• [SOURCE EXTRACT]
________________________
New Zealand Colonial Fighters, Taranaki War 1860-61
by Murray Moorhead


Reviewed by Howard Chamberlain
December 2005 

Over the last few years Murray Moorhead has built a solid reputation as a researcher of early Taranaki History. In this book he not only details the history of the Taranaki Rifle Volunteers but also explains how they earned their title and honour “First in Arms”. This they gained in action at Waireka against Maori warriors, just a few miles south of New Plymouth, a title carried over to units descended from this brave, partially trained but almost reckless group. The outcome of the Waireka affair was a lucky escape for a very raw unit as the reader soon discovers. More incidents that could have easily turned into an absolute disaster and possibly resulted in the departure of European settlers from New Plymouth, are linked together to become a much talked about local victory.

The difficulties faced by the Taranaki Rifle Volunteers in this formative period, as they tried to build their unit and military skills, are recounted with numerous extracts from correspondence by New Plymouth residents and members of the volunteers woven into the story. Through these extracts the reader absorbs the feeling of disinterest by Governor Gore-Brown, the lack of action from the local military commander Colonel Gold, and warms to the frustrations felt by the volunteers. The lack of uniforms, weapons, rations, training, and leadership, the constant day and night guards in appalling weather (while regular troops remained in warm barracks) and the separation from families who were evacuated principally to Nelson, all sapped the interest of the unit members. Quotes from participants’ letters plainly show that it was only the chance of action on a number of occasions that held them together.

For those who have read James Cowan’s New Zealand Wars in the Pioneering Period and other books related to the New Zealand Wars, Murray Moorhead’s “First in Arms” broadens the events in Taranaki and provides a greater understanding of the progress (or lack of progress) in the Taranaki War. The one disadvantage is the lack of an index, but “First in Arms” is an interesting and readable account, a welcome addition to the bookshelf of those interested in the growth of European Settlement and its effect on Maori.
________________________
[Region annotation entries]
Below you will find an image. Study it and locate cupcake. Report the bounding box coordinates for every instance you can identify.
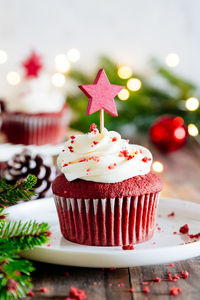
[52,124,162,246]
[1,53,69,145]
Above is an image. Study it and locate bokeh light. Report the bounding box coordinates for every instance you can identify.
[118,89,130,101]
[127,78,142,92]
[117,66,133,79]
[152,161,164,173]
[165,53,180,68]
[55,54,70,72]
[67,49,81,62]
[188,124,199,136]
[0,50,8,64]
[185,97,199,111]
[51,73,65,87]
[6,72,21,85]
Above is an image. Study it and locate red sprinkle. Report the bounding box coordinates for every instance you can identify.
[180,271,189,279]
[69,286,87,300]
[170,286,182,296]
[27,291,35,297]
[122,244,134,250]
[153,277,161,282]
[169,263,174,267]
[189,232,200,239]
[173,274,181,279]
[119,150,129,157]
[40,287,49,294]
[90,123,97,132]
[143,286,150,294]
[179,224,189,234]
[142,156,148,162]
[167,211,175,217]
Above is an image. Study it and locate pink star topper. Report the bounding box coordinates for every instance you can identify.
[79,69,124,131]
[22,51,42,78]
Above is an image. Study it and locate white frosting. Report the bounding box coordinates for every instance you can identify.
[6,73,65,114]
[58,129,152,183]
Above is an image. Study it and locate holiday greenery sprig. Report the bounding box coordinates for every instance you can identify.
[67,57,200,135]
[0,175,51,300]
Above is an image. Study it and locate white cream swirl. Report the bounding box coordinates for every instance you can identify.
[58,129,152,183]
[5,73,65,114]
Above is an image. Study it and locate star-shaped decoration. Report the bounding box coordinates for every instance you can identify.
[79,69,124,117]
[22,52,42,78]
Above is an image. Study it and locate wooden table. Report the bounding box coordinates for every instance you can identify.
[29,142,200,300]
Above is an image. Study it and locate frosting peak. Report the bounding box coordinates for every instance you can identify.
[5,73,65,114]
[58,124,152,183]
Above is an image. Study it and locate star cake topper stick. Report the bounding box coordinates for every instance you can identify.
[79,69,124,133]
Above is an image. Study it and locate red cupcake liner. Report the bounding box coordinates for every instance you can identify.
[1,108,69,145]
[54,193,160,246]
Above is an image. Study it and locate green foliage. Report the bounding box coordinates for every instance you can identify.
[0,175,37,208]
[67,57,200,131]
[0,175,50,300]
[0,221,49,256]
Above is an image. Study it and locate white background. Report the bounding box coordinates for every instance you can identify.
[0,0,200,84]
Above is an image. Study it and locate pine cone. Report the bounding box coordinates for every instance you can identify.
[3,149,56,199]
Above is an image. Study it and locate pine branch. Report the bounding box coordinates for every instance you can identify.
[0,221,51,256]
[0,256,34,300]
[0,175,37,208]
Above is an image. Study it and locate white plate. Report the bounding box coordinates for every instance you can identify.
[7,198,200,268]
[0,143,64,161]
________________________
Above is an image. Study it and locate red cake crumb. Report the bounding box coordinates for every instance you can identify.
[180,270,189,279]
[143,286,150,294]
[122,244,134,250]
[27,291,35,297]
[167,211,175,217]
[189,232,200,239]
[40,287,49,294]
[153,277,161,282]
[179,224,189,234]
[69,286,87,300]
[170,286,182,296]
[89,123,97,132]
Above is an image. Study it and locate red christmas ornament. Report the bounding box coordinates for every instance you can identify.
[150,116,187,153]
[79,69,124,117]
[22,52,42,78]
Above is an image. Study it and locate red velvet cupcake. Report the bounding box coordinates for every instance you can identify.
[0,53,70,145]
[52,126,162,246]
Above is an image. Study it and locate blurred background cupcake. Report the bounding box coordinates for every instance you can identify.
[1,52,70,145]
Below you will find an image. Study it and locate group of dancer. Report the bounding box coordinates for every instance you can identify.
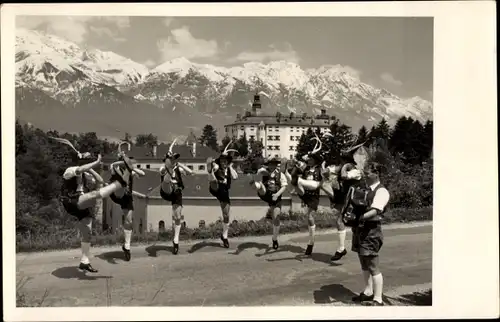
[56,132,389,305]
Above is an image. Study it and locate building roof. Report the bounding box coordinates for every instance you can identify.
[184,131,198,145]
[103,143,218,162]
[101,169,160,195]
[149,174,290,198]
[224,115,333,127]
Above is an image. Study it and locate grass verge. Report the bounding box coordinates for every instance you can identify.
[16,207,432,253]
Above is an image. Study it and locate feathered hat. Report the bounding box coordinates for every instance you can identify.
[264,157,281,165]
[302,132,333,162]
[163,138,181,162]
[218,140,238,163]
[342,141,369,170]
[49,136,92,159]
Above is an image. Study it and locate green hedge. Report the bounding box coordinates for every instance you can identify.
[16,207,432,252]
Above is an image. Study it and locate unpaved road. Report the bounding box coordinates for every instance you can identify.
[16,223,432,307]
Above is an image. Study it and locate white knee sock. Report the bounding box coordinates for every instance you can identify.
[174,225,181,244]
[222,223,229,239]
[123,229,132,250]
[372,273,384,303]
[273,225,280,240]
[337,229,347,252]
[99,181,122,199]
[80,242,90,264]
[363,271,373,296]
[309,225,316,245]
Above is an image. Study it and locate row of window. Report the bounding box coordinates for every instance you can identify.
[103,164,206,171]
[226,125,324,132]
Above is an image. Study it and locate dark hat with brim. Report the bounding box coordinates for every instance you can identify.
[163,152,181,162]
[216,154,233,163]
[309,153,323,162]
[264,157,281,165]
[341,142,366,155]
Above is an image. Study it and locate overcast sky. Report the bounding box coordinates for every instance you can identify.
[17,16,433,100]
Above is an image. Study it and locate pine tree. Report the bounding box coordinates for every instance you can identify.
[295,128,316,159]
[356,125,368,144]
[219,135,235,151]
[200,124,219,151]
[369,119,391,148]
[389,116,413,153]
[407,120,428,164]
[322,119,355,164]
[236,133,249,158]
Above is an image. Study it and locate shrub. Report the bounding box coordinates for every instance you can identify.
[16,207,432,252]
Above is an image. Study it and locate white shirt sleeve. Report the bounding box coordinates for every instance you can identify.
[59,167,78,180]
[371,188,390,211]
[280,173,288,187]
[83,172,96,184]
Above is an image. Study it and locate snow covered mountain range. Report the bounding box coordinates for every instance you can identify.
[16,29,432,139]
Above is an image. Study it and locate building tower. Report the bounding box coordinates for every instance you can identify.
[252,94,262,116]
________________________
• [STATED GOAL]
In the book review, what one disadvantage of "First in Arms" does the reviewer name?

• [CORRECT RESULT]
The book lacks an index.